# finally my TEGU TATTOO!!!



## tegulevi (Feb 25, 2008)

well we went on a little vacation and i finally went for and got my 1st tattoo done. 3 hours later






damn thats a white arm


----------



## ZEKE (Feb 25, 2008)

very nice!! does its tail wrap around your arm?

is that a pic of your tegu or just a random tegu tatoo? its awesome.


----------



## gotherps? (Feb 25, 2008)

very nice. keep that baby out of the sun with all of that detail


----------



## ColdThirst (Feb 25, 2008)

WOW thats dedication


----------



## nat (Feb 25, 2008)

that my friend is an awesome tattoo


----------



## DZLife (Feb 25, 2008)

WOW, That's GREAT!!! is it henna, or real?


----------



## nat (Feb 25, 2008)

did it take you awhile to find the right artist to do the tat? I have a sea turtle in mind that I want but I just can seem to find the right artist for the job.


----------



## Dragon_girl (Feb 25, 2008)

wow sweet


----------



## snakehandler (Feb 26, 2008)

Amazing


----------



## tegulevi (Feb 26, 2008)

yeah the tail wraps arounds the inside of my elbow (ouch) and its a pic of my blue cammie. i actually didnt have to search for someone the dude was up for the challenge right away. I couldnt be more happy with the outcome




theres the patern he modeled it after, but the shape we used a pic of a juvie so it would stay evenly shaped


----------



## PuffDragon (Feb 26, 2008)

Nice man. I like the fact you went "bigger" than the norm. Go big or go home in my book. I have my elbow done and that didn't hurt one bit!!! What do you mean ouch??? lol but I guess thats because I got some real hurt pieces up my ribs, under my arm etc. Keepin it real. Check you later.


----------



## shiftylarry (Feb 26, 2008)

That is definitely a tattoo of a tegu.


----------



## RehabRalphy (Feb 26, 2008)

Its my belief that our bodies are works of art. I get tattoos on my body as artwork I can carry forever that shows great moments in my life.

[ENTRIES SUPPLIED]:
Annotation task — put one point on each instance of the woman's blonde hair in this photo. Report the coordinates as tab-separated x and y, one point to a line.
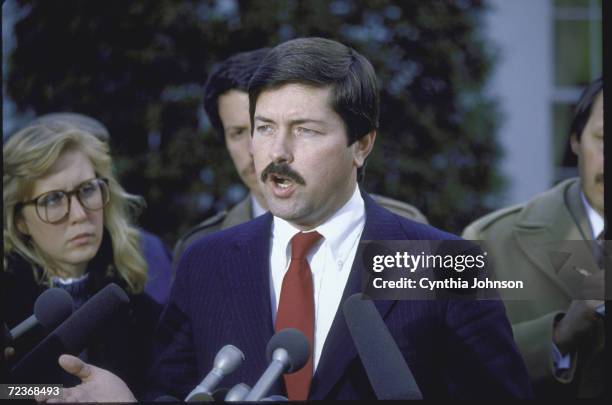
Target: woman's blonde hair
28	155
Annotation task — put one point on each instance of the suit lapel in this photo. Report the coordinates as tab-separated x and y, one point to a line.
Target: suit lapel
339	350
251	275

[JOB A]: Copy the tegu tattoo thread from "## PuffDragon (Feb" to "tattoo of a tegu.".
[JOB B]: Write what follows in the tegu tattoo thread, picking up after its last sentence.

[EXERCISE RESULT A]:
## PuffDragon (Feb 26, 2008)

Nice man. I like the fact you went "bigger" than the norm. Go big or go home in my book. I have my elbow done and that didn't hurt one bit!!! What do you mean ouch??? lol but I guess thats because I got some real hurt pieces up my ribs, under my arm etc. Keepin it real. Check you later.


----------



## shiftylarry (Feb 26, 2008)

That is definitely a tattoo of a tegu.

[EXERCISE RESULT B]:
Thats a great tattoo. Hopefully it didnt cost you a pretty penny since it was your first tattoo. Usually when Tattoo Artists and Tattooists find out that its your first, they try to jack up the price hoping you'll pay it.

Great picture though, I'll be waiting to see your second and third tattoo now hehehe


----------



## tegulevi (Feb 26, 2008)

hahaha, and that tail is one the underside of my arm. the heroin spot lol.

nah mike i got a good deal. i set a price and said draw it however big you can fit into that price and then we will find a spot to put it. the apprentice did it for me, it was his first lizard tat. 

hmmm what to add next, and how to pay for it lol


----------



## ZEKE (Feb 26, 2008)

thats a nice tegu! he looks like a big boy.


----------



## shiftylarry (Feb 26, 2008)

It is a nice tattoo, and big. I'm all for people getting tattoos. However I think it's stupid when someone goes out and gets one they don't fully embrace because they have limited finances. You're right, our bodies are works of art, so a tattoo therefore ought to be an expensive item. It's great that you got a lizard tattoo that is original as opposed to something you pick off of the wall.

-Chris


----------



## tegulevi (Feb 26, 2008)

i could never pick anything off the wall lol.


----------



## DZLife (Feb 26, 2008)

Is that bruising following the sillhouette on the left side of the tattoo (left side of the pic)? Or was it a mistake that was erased?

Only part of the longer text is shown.